Work instruction
Your job is to set down the stretch of entries that opens with the line containing "target | bus side window" and closes with the line containing "x=106, y=256". Keep both end lines, copy each exactly, and add nothing.

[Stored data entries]

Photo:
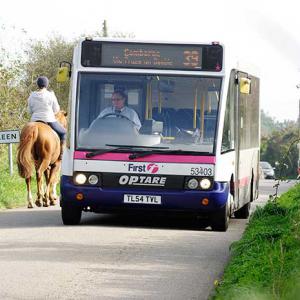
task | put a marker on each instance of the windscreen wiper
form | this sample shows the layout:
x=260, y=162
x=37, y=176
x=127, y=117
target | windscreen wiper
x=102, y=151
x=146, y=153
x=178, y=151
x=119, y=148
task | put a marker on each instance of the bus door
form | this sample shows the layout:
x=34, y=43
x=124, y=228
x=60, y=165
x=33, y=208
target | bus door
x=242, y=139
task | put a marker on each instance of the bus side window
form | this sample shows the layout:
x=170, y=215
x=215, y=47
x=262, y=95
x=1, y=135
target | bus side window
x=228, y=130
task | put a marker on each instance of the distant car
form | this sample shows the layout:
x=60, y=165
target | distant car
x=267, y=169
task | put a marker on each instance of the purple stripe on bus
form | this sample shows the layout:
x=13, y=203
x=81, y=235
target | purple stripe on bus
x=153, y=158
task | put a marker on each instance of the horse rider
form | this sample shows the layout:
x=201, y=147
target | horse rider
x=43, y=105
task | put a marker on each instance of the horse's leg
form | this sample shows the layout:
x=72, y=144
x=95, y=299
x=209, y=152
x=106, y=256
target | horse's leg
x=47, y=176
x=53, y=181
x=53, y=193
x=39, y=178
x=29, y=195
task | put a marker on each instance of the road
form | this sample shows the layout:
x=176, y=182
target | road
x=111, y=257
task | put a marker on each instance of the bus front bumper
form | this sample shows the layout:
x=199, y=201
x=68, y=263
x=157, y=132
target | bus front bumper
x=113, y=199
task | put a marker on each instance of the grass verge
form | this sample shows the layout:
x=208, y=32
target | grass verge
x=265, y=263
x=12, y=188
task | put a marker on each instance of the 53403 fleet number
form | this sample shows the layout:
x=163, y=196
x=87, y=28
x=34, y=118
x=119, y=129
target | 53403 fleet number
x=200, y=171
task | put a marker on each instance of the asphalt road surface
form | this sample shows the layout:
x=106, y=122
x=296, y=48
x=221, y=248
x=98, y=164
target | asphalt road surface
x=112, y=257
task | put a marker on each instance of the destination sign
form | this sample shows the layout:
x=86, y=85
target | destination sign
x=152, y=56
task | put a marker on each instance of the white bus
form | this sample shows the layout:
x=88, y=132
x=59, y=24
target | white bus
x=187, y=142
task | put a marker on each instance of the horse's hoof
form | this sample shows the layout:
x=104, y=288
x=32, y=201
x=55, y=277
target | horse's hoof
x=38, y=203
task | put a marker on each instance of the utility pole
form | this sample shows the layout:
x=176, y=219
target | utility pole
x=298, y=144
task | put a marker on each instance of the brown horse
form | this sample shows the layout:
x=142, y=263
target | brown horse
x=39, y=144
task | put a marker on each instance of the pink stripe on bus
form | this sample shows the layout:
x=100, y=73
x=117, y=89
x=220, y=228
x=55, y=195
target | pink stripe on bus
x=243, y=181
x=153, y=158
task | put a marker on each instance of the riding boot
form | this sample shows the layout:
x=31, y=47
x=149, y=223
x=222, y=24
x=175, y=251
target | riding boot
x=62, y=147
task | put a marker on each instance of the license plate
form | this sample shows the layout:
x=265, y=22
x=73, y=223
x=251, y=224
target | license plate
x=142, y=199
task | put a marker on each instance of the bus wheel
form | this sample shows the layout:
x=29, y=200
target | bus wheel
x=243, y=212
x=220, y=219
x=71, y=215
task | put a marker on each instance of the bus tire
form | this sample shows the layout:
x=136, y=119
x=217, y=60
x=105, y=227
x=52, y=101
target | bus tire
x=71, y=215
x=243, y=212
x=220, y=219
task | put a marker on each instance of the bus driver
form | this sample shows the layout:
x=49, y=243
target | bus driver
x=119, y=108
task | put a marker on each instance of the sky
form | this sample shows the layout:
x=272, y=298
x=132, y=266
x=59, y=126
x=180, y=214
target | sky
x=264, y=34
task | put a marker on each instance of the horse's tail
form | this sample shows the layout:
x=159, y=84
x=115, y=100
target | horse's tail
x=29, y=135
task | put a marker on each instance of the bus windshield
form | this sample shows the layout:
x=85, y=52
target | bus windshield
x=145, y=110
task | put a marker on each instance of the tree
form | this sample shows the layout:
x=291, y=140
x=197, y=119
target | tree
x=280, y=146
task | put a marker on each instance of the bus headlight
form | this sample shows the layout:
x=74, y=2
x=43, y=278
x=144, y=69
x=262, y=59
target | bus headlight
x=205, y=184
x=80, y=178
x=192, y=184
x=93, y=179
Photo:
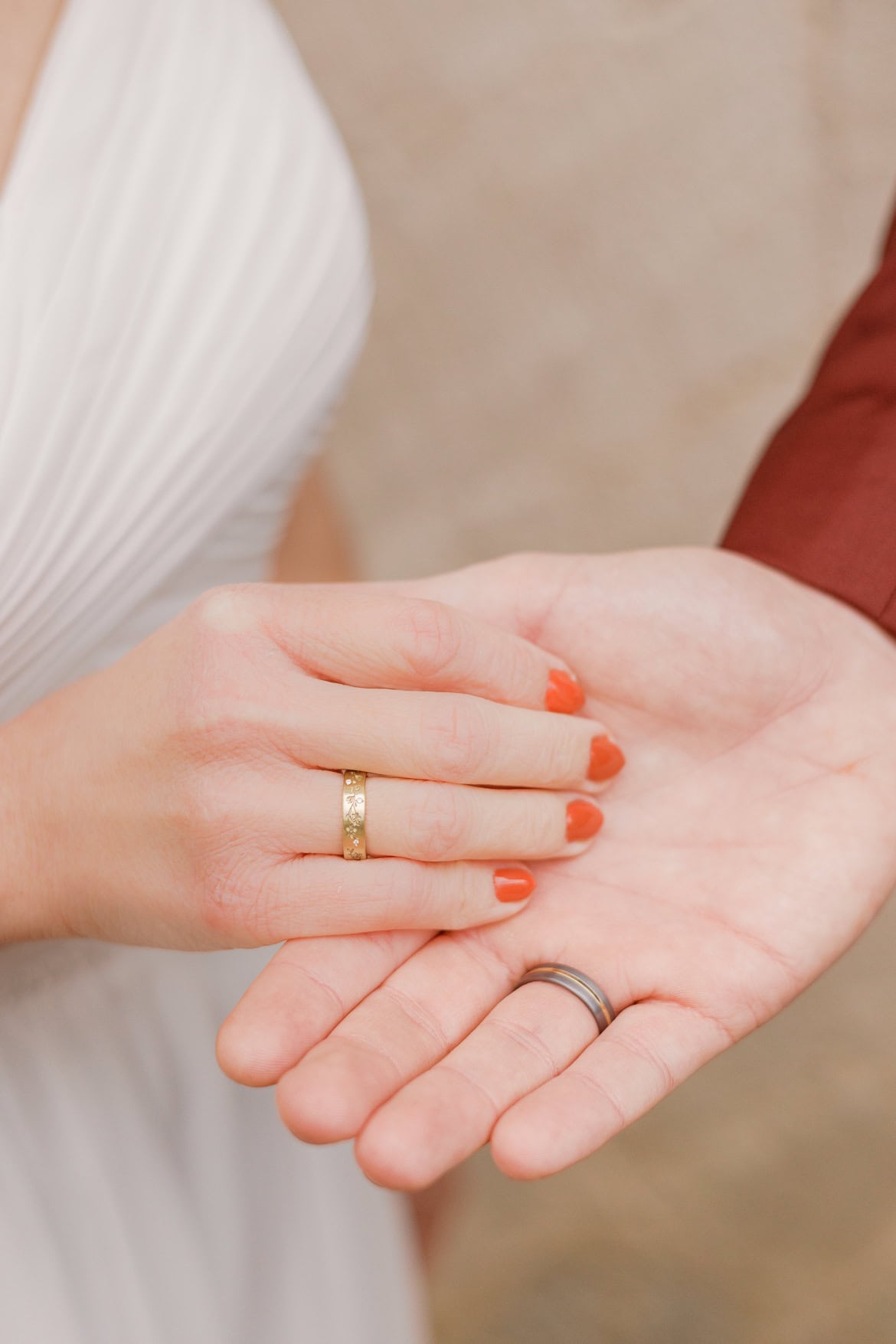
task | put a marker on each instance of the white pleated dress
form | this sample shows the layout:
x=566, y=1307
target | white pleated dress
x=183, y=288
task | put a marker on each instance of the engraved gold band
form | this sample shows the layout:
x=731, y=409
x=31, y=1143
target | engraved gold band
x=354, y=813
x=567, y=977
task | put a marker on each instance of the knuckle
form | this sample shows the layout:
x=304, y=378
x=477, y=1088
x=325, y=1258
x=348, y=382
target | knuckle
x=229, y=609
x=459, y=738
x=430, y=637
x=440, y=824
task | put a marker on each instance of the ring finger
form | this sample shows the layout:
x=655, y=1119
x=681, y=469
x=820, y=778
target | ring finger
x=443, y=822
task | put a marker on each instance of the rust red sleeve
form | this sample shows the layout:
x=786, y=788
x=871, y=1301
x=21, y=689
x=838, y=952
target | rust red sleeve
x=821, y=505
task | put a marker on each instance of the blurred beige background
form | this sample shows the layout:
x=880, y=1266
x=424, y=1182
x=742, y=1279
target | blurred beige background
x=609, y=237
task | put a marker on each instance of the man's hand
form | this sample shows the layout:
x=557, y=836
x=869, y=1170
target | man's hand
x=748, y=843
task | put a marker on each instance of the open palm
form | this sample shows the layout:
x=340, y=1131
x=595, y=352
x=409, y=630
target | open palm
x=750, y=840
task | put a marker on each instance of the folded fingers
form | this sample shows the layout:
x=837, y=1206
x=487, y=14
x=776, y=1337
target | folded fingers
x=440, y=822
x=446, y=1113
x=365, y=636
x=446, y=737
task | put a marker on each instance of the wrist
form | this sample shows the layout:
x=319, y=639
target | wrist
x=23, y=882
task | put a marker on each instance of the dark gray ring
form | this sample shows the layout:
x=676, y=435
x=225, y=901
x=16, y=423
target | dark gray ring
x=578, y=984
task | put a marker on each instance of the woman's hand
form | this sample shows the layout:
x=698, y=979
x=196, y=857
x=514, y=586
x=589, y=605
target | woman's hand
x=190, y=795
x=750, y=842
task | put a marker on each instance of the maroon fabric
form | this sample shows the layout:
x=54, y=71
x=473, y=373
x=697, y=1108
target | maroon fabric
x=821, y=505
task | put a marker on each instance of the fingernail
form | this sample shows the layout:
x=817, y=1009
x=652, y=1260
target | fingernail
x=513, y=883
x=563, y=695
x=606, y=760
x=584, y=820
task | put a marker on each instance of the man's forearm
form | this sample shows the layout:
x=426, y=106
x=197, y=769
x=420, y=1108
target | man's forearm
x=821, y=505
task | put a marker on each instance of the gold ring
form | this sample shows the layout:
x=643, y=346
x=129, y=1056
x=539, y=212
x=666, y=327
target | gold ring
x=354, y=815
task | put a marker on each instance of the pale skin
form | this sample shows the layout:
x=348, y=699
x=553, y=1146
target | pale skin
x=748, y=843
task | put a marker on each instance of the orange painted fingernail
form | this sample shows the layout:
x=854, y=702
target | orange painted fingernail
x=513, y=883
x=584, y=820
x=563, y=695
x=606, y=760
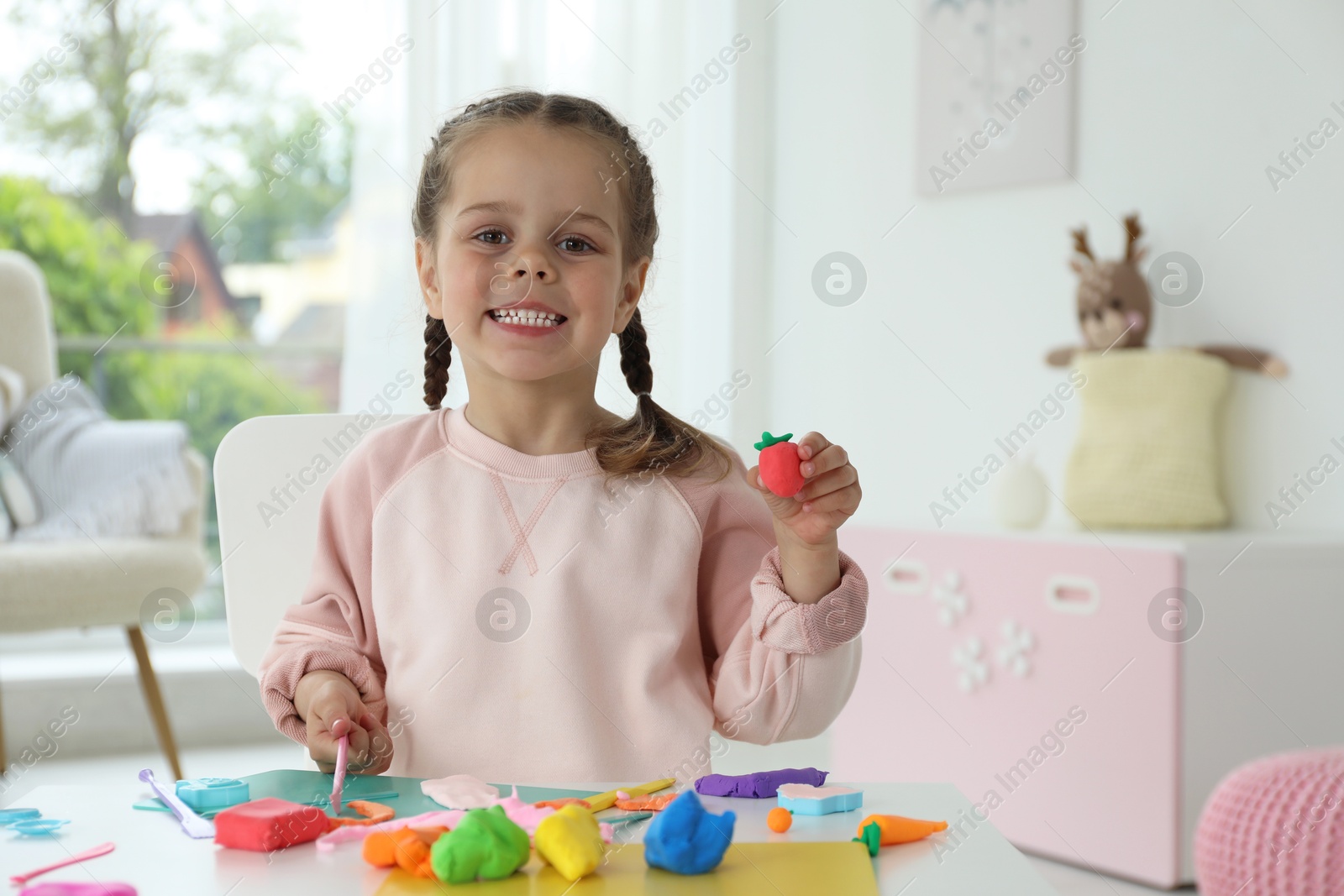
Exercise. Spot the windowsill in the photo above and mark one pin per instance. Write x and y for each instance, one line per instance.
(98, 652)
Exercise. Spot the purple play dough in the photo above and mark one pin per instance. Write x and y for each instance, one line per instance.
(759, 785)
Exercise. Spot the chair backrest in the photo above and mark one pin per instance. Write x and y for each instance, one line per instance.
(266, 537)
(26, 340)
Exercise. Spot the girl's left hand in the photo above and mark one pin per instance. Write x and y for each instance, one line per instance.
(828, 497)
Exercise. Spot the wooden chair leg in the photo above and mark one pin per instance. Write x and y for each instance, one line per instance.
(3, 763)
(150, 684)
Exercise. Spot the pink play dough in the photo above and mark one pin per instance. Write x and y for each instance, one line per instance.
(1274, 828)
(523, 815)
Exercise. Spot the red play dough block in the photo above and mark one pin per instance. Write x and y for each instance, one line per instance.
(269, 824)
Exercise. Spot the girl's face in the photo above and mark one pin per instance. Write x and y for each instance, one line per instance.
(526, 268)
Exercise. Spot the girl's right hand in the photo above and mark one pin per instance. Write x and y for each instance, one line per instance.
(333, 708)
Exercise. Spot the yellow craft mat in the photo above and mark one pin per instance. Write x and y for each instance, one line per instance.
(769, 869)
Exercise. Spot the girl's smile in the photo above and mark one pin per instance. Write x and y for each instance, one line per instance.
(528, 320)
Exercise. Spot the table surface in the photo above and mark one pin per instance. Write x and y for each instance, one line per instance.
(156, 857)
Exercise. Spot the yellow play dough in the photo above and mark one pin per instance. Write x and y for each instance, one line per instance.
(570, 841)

Output below
target | bus side window
x=228, y=130
task | put a marker on each instance of the distant car
form | this sample shows the layout:
x=60, y=165
target | distant car
x=267, y=169
task | put a marker on each instance of the purple stripe on bus
form | this sample shows the layout:
x=13, y=203
x=81, y=235
target | purple stripe on bus
x=153, y=158
task | put a marker on each instance of the horse rider
form | this sample shows the layout:
x=201, y=147
target | horse rider
x=43, y=105
task | put a marker on each instance of the horse's leg
form | this sample shows the layout:
x=72, y=144
x=95, y=299
x=209, y=152
x=106, y=256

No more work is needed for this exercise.